== INPUT ==
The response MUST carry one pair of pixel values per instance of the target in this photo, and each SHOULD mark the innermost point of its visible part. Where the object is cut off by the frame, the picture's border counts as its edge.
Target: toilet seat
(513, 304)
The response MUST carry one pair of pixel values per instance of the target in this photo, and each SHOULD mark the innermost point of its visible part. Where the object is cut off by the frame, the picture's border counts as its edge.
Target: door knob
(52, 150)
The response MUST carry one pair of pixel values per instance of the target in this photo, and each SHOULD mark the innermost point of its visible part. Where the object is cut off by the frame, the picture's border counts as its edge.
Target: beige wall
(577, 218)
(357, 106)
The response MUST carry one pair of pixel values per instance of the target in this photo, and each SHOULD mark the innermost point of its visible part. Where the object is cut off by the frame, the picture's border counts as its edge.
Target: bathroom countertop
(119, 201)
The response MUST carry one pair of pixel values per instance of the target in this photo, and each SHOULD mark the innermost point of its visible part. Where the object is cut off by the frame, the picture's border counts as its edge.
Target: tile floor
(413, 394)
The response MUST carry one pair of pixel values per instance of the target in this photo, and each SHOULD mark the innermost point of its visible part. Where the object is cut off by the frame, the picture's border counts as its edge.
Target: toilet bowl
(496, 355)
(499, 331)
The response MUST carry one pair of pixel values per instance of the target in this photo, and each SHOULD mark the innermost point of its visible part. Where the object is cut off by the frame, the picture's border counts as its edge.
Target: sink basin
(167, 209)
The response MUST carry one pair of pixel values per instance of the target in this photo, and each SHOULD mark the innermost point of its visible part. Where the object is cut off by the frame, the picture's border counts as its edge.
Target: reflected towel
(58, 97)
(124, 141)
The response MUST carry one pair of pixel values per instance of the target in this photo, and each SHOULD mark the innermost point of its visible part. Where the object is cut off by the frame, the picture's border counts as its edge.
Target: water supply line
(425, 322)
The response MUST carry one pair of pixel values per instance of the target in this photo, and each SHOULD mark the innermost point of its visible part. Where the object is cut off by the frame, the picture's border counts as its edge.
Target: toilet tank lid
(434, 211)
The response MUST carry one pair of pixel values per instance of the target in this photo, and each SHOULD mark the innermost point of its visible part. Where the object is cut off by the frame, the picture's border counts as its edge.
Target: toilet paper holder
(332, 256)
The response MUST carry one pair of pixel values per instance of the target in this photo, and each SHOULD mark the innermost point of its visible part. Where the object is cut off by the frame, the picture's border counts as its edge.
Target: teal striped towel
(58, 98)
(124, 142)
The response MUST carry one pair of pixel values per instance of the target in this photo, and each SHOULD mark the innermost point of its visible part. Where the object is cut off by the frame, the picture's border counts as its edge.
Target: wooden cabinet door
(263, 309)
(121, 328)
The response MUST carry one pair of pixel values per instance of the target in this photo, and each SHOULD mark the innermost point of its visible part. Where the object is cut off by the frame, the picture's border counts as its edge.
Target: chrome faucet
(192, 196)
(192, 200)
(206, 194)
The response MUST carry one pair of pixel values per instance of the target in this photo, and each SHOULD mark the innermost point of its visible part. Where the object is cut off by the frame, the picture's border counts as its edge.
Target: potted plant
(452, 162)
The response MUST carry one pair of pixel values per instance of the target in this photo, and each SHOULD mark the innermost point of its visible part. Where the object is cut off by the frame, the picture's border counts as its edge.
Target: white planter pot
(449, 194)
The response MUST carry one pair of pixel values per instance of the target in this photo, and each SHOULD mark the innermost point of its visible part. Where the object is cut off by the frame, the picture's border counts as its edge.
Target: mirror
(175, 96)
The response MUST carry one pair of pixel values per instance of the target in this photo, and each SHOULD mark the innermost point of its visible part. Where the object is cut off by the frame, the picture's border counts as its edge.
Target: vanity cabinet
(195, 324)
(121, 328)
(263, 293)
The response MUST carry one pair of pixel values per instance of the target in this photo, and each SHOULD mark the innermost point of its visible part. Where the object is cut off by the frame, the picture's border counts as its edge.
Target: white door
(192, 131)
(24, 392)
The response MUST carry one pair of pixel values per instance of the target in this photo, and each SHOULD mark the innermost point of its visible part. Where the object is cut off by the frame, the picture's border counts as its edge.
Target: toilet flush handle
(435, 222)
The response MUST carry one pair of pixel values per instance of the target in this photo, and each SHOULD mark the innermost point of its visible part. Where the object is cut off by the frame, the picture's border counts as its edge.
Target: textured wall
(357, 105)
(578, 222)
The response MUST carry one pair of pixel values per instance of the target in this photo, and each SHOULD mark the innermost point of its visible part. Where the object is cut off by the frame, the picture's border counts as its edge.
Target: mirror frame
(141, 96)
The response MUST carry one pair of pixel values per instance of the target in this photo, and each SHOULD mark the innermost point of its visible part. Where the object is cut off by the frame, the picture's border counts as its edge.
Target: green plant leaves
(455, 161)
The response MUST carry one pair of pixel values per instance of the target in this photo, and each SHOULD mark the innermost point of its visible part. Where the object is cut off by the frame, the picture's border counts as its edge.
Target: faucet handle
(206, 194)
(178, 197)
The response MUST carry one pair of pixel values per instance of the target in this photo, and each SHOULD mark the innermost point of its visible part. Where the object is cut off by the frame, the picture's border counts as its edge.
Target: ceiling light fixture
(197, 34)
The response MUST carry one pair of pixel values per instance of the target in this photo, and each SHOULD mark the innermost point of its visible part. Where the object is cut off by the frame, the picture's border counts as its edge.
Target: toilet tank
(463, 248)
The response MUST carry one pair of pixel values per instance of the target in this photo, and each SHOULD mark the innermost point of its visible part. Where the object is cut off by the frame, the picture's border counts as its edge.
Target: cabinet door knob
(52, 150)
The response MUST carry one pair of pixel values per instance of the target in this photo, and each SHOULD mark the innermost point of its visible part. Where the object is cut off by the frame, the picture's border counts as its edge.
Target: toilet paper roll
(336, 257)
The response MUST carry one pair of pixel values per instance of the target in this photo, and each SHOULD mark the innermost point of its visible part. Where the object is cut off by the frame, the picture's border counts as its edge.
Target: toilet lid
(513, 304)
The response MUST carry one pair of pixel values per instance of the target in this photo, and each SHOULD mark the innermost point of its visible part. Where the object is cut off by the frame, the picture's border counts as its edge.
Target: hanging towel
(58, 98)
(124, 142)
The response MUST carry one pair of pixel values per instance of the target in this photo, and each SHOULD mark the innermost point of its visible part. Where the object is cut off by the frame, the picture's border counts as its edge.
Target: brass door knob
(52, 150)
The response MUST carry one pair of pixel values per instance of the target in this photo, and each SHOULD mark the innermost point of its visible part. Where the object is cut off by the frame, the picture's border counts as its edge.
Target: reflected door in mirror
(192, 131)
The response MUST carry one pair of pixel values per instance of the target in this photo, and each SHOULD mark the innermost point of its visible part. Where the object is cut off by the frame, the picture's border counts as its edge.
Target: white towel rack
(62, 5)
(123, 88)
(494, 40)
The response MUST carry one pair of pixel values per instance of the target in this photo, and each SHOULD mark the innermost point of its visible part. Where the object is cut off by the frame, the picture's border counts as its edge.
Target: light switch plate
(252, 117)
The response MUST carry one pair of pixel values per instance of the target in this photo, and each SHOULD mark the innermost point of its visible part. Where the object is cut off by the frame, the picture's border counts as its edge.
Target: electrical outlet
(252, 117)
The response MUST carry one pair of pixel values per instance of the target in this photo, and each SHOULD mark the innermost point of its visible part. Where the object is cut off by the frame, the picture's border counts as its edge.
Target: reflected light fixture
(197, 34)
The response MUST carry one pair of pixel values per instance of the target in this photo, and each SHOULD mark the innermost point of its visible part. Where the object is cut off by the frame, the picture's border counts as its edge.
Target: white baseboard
===
**PROBLEM DETAILS:**
Write out the entries above word for word.

**OUTPUT:**
The response MUST carry one pair of pixel values per instance of the target in this photo, and each SHOULD mark the innermost point of its visible part. Where the object is cut off by the frame, the picture's border counts as its edge.
Target: toilet seat
(513, 304)
The response MUST carry one pair of pixel values per instance of the target in this photo, and each SHOULD mark the innermost point of its visible part. Where the object is cut off by the frame, the picture's border counts as its edge.
Target: door knob
(52, 150)
The response MUST carry one pair of pixel values per instance of the target in this photo, and each SHOULD mark the innermost point of its visible part. Where the object is cut off by the frame, the picture's border counts as its edge.
Target: beige wall
(577, 218)
(357, 106)
The response MUST carry one pair of pixel values per instance of the target in this photo, and each SHOULD mark the innermost point of its visible part. Where the object is cut off by the frame, the picture's border counts as its edge.
Target: bathroom countertop
(119, 201)
The response MUST carry one pair of pixel values per instance of the target in this photo, and each SHOULD mark the innermost point of its visible part. Where the object is cut off by the frame, the picture's border counts as its edge.
Target: tile floor
(413, 394)
The response MUST carry one pair of pixel values per instance of the target in this photo, and each SHOULD mark the innermost point of its visible part. Where the object is cut off by the frame, the picture's border counts as its edge.
Target: toilet bowl
(496, 355)
(499, 331)
The response MUST carry one pair of pixel values per instance of the target in this photo, and each SHOULD mark the innermost point of its visible part. Where the object is cut off by the frame, the picture's border counts as its edge.
Target: sink basin
(167, 209)
The response MUST carry one pair of pixel values per instance of the target in this photo, and each SHOULD mark the innermost point of its visible part. Where the object is cut off by the frame, the picture's border counts as its edge.
Target: reflected towel
(58, 97)
(124, 141)
The response MUST carry one pair of pixel values per instance of the target in this photo, and each SHOULD mark the innermost point of its visible part. Where the object is cut off by the frame, the picture's border counts as its edge.
Target: water supply line
(425, 322)
The response MUST carry one pair of pixel values per instance of the target in this photo, and each SHOULD mark the innermost point of its visible part. Where the object is cut off by the frame, the picture's border counts as its edge.
Target: toilet tank lid
(434, 211)
The response MUST carry one pair of pixel values per instance of the target in this photo, and each SHOULD mark the innermost point of its visible part. Where the object is cut off by the frame, the picture's border counts as its edge.
Target: toilet paper holder
(332, 256)
The response MUST carry one pair of pixel values per instance of the target in this photo, and each SHOULD mark the innermost point of its visible part. Where the object is cut off by the frame, the picture's border counts as its edge.
Target: teal striped towel
(58, 98)
(124, 142)
The response MUST carry one pair of pixel values per instance of the target in this photo, and each SHOULD mark the innermost point of its visible part. Where the object is cut off by the frame, the picture's border counts as its edge.
Target: wooden cabinet door
(263, 309)
(121, 328)
The response MUST carry one pair of pixel values per instance of the target in this photo, and each SHOULD mark the innermost point of its visible part. Where the object is cut off by the frame, the picture's border counts as its edge.
Target: chrome faucet
(192, 196)
(192, 200)
(206, 194)
The response MUST carry one pair of pixel values per instance of the target in this photo, and each SHOULD mark the innermost point of its visible part. Where the object is cut off by the frame, the picture's border counts as its edge.
Target: potted plant
(452, 162)
The response MUST carry one pair of pixel values per instance of the target in this photo, and each SHOULD mark the innermost point of its visible part. Where the object is cut off by the frame, the picture's border counts as its edge.
Target: white planter pot
(449, 194)
The response MUST carry one pair of pixel values per instance of the target in this photo, and each SHOULD mark the innermost point of its visible part. Where the object is cut off by the frame, the picture's border counts as its edge.
Target: mirror
(175, 96)
The response MUST carry one pair of pixel values per instance of the target in this photo, and each SHOULD mark the innermost point of its visible part. Where the object is cut off by the frame, the picture's border counts as its edge.
Target: vanity cabinet
(195, 324)
(121, 328)
(263, 293)
The response MUST carry one pair of pixel values per instance of the target in this photo, and each SHOULD mark the innermost point of its visible part. Where the object is cut off by the frame, the picture's border counts as its edge.
Target: white door
(192, 131)
(24, 392)
The response MUST carry one pair of pixel values per instance of the target in this photo, and each SHOULD mark the innermost point of its visible part. Where the object is cut off by the frame, the picture's border counts as its edge.
Target: toilet flush handle
(435, 222)
The response MUST carry one pair of pixel values per instance of the target in this photo, and each SHOULD mark the innermost point of its visible part. Where the object is cut off by the frame, the picture's border counts as its edge.
Target: textured wall
(357, 105)
(578, 222)
The response MUST carry one pair of pixel values per instance of the target in this photo, and each SHOULD mark the innermost point of its visible part. Where the object is cut off by the frame, the picture's border counts as its edge.
Target: mirror frame
(141, 96)
The response MUST carry one pair of pixel values per instance of the target in this photo, and each SHOULD mark the innermost point of its visible part. Where the object is cut off by the frame, the picture's border counts as its edge.
Target: green plant leaves
(455, 161)
The response MUST carry one pair of pixel values per instance of the target in this photo, and each SHOULD mark the innermost point of its visible part. Where the object is cut off by the frame, the picture's border counts as its edge.
Target: faucet handle
(206, 194)
(178, 197)
The response MUST carry one pair of pixel values per instance of the target in this photo, and each SHOULD mark the innermost point of its visible part. Where the object is cut off by the frame, the picture's border counts as its edge.
Target: ceiling light fixture
(197, 34)
The response MUST carry one pair of pixel values per instance of the target in this photo, and each SHOULD mark the innermost point of its visible part. Where the object is cut off by the frame, the picture's border counts as its edge.
Target: toilet tank
(463, 248)
The response MUST carry one pair of pixel values per instance of the target in this photo, and each SHOULD mark the innermost point of its visible part. Where the object is cut off by the frame, the picture's border counts as its edge.
Target: cabinet door knob
(52, 150)
The response MUST carry one pair of pixel values per instance of the target in this photo, and each SHOULD mark the innermost point of its visible part. Where the object is cut off by the frame, the picture's border counts as its edge.
Target: toilet paper roll
(336, 257)
The response MUST carry one pair of pixel values per instance of the target in this photo, and each SHOULD mark the innermost point of its visible part. Where the object is cut off by the frame, the picture's border counts as its edge.
Target: toilet lid
(513, 304)
The response MUST carry one pair of pixel values per instance of the target in this photo, and each SHOULD mark the innermost point of its visible part. Where the object is cut off by the frame, the picture's border counts as its edge.
Target: hanging towel
(58, 98)
(124, 142)
The response MUST carry one pair of pixel values per instance of the target in this photo, and each SHOULD mark the innermost point of its visible part. Where the object is cut off by the frame, the picture's border counts as its edge.
Target: brass door knob
(52, 150)
The response MUST carry one pair of pixel values per instance of the target in this photo, and each SHOULD mark the innermost point of its visible part. Where the object is cut off by the frame, the picture's border counts as its edge.
Target: reflected door in mirror
(192, 131)
The response MUST carry one pair of pixel values per instance of the target in this photo, and each SHOULD mark the innermost point of its visible part. Where the object is cut off by the frame, the picture's border counts as its edge.
Target: white towel rack
(62, 5)
(123, 88)
(494, 40)
The response MUST carry one pair of pixel values per instance of the target in this photo, and each SHOULD mark the innermost point of its visible part. Where the object is cut off by the frame, the picture's border counts as its edge.
Target: light switch plate
(252, 117)
The response MUST carry one pair of pixel values per instance of the target in this photo, and each SHOULD mark the innermost point of its visible part. Where the object is cut off by the frame, the picture's border counts as its edge.
Target: electrical outlet
(252, 117)
The response MUST carry one pair of pixel values per instance of the target in this photo, and each SHOULD mark the innermost point of its visible part. Where the object is cut off by the frame, the picture's border counts as its edge.
Target: reflected light fixture
(197, 34)
The response MUST carry one pair of pixel values per instance of the target in this photo, and each SHOULD mark the innermost point of its visible part. Where the object is cut off by the frame, the picture's border counts as its edge.
Target: white baseboard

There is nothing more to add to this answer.